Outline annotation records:
>>>>
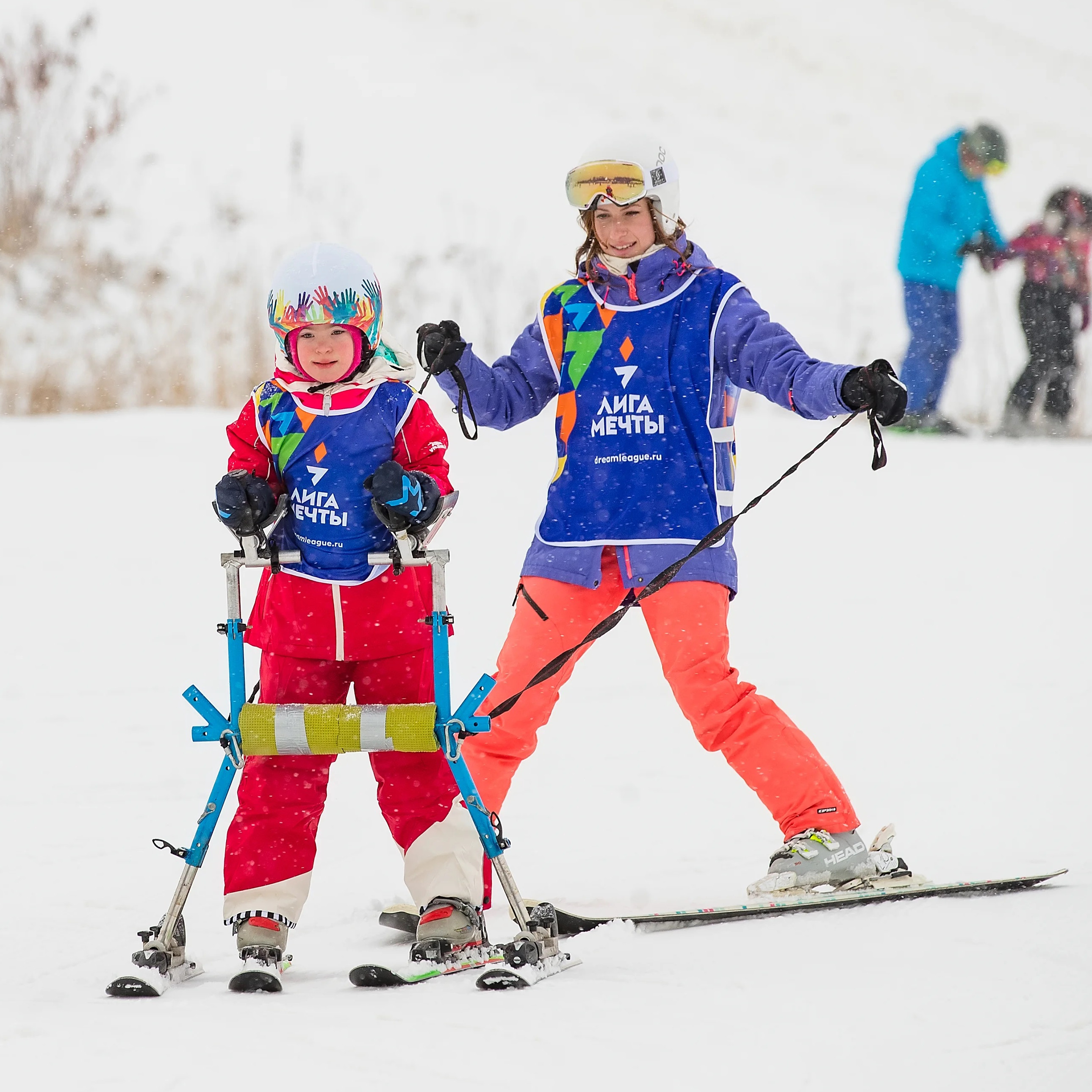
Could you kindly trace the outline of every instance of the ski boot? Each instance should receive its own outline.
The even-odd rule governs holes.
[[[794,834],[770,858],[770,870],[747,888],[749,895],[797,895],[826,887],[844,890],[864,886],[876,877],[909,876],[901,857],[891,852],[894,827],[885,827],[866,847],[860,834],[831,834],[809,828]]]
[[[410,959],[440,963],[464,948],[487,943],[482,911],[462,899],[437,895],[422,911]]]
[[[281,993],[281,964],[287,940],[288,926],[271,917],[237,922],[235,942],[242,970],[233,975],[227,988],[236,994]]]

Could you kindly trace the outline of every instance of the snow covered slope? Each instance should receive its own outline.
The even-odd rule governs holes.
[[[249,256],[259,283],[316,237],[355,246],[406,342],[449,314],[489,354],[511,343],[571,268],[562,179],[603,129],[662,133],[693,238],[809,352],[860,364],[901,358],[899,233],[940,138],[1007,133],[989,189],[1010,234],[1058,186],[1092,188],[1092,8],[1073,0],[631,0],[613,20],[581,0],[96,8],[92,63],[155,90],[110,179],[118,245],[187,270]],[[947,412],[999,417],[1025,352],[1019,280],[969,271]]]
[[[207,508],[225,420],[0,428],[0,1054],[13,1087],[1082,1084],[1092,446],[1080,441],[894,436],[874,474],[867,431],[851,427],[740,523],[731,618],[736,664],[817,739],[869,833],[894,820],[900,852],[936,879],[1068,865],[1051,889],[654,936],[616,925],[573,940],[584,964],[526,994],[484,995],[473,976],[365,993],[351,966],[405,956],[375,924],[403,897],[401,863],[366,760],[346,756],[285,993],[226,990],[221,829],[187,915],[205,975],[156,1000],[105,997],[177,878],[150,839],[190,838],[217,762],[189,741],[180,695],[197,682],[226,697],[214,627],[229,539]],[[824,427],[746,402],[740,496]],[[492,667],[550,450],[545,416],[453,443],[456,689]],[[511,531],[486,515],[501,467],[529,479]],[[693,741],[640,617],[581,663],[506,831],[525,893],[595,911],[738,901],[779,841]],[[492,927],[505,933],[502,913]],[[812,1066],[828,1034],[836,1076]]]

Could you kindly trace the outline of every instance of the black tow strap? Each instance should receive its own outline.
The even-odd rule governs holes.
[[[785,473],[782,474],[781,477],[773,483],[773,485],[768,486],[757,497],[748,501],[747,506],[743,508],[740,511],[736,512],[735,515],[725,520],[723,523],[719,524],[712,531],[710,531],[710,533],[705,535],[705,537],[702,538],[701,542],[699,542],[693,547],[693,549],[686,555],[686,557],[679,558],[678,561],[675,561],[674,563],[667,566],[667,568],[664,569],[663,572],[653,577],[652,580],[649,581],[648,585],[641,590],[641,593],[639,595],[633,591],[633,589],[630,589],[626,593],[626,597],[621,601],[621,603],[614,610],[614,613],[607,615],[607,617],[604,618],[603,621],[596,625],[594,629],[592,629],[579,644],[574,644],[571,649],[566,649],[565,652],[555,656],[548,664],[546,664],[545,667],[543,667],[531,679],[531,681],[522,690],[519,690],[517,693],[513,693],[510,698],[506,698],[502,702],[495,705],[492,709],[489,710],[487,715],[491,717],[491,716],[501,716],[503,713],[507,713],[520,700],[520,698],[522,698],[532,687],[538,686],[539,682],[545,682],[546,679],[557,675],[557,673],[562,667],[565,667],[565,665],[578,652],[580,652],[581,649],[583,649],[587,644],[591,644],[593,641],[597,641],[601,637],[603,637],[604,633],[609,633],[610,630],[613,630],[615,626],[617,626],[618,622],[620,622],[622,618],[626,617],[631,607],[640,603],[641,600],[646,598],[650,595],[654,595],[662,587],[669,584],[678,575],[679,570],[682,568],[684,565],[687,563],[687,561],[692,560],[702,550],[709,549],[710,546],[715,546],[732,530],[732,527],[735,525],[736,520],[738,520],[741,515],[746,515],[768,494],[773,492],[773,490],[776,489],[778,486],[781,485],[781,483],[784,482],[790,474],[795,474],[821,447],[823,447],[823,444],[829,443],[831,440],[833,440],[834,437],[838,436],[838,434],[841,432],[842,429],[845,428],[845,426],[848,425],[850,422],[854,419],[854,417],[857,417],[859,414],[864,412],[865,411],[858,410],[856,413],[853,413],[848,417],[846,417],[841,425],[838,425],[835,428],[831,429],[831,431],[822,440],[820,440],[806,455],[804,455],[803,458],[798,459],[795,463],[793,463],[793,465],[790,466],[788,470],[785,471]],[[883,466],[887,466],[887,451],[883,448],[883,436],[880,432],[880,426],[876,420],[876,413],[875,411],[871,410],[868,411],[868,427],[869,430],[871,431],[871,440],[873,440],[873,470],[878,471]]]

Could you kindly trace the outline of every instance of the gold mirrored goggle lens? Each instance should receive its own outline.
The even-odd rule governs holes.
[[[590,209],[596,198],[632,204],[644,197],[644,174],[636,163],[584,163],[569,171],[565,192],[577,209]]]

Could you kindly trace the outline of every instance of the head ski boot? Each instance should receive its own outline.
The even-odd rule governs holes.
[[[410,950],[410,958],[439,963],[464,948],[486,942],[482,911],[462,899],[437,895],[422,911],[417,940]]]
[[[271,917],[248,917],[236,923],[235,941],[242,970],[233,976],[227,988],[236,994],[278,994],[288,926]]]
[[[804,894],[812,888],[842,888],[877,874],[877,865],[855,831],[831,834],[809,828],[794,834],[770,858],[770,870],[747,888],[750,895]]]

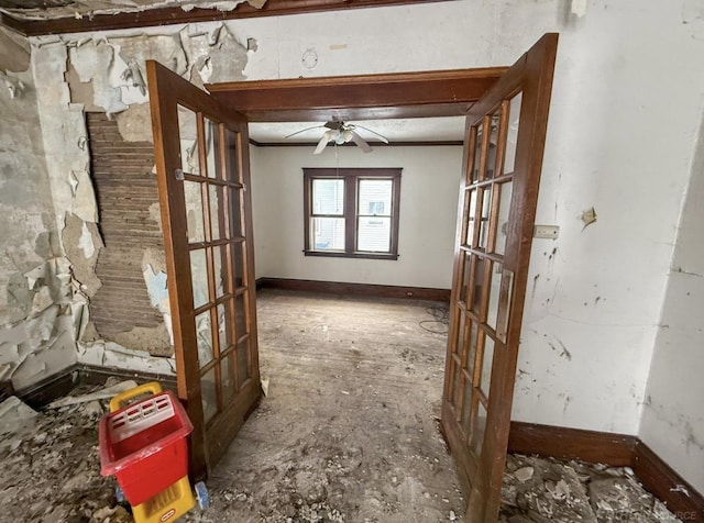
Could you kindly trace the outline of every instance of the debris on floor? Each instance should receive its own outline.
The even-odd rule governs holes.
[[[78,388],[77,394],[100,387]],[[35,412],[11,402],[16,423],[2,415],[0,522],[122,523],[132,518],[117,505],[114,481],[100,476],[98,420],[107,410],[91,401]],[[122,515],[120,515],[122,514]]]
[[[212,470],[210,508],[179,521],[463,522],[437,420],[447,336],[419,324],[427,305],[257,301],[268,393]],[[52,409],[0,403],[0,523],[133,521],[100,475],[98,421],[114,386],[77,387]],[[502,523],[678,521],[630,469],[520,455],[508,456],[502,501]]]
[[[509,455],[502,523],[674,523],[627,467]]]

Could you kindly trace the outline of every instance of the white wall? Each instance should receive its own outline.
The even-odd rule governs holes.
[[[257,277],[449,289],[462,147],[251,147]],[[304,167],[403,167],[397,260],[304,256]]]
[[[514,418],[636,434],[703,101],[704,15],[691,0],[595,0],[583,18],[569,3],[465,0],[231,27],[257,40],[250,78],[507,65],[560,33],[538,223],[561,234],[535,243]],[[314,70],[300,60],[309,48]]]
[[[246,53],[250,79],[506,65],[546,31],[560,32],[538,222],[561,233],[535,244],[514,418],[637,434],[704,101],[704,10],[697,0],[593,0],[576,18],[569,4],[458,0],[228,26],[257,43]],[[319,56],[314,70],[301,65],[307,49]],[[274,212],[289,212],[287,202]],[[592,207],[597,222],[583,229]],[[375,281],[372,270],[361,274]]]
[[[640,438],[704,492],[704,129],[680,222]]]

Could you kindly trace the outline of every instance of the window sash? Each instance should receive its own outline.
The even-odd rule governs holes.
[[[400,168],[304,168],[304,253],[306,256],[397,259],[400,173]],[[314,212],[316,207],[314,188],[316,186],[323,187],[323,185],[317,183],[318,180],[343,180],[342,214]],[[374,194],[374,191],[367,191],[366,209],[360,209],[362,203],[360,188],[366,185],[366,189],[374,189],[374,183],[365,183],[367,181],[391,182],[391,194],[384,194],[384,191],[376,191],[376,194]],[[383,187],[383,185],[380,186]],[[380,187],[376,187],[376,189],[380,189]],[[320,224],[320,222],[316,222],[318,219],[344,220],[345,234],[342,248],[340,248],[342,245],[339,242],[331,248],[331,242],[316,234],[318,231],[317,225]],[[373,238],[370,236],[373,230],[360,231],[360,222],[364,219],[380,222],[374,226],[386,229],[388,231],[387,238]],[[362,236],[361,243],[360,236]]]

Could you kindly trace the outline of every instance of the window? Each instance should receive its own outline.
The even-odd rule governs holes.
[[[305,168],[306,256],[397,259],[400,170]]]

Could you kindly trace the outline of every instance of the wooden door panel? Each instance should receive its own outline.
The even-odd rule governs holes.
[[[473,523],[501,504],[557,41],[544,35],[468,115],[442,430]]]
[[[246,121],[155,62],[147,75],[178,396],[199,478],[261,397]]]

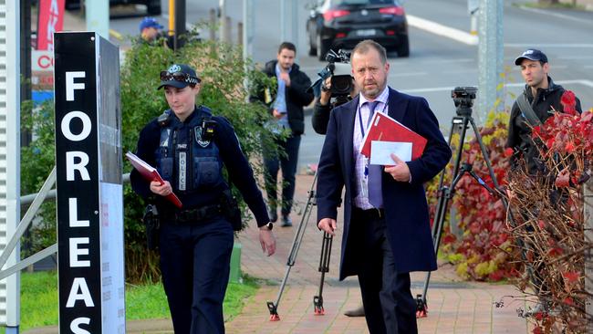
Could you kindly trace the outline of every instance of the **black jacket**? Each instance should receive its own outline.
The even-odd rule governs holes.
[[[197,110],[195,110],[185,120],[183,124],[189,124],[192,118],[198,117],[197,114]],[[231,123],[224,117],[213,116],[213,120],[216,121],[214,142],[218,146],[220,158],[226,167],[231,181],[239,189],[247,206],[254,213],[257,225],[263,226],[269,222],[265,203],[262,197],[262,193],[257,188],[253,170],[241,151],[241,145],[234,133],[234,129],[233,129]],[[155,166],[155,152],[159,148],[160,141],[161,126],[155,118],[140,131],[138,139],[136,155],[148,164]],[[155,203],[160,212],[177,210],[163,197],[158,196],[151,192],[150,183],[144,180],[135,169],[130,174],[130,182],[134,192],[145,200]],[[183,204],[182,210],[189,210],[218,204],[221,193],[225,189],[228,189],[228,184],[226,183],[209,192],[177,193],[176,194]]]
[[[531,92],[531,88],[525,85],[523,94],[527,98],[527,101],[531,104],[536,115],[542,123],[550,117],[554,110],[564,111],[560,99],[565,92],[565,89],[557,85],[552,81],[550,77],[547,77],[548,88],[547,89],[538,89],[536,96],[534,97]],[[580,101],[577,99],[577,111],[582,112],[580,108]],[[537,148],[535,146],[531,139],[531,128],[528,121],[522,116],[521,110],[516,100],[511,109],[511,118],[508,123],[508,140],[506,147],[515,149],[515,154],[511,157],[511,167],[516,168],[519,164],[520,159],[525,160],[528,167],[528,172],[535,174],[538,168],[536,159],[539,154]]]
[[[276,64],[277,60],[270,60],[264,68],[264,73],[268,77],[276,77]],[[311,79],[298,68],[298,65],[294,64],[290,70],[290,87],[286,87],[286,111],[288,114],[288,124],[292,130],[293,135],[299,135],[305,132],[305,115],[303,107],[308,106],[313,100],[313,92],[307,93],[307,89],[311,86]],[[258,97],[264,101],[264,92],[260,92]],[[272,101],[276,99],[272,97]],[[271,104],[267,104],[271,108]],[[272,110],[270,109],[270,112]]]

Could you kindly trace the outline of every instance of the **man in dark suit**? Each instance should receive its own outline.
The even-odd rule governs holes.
<<<<
Task brief:
How many lines of the records above contain the string "boot"? Reply with the number alone.

Solution to this problem:
2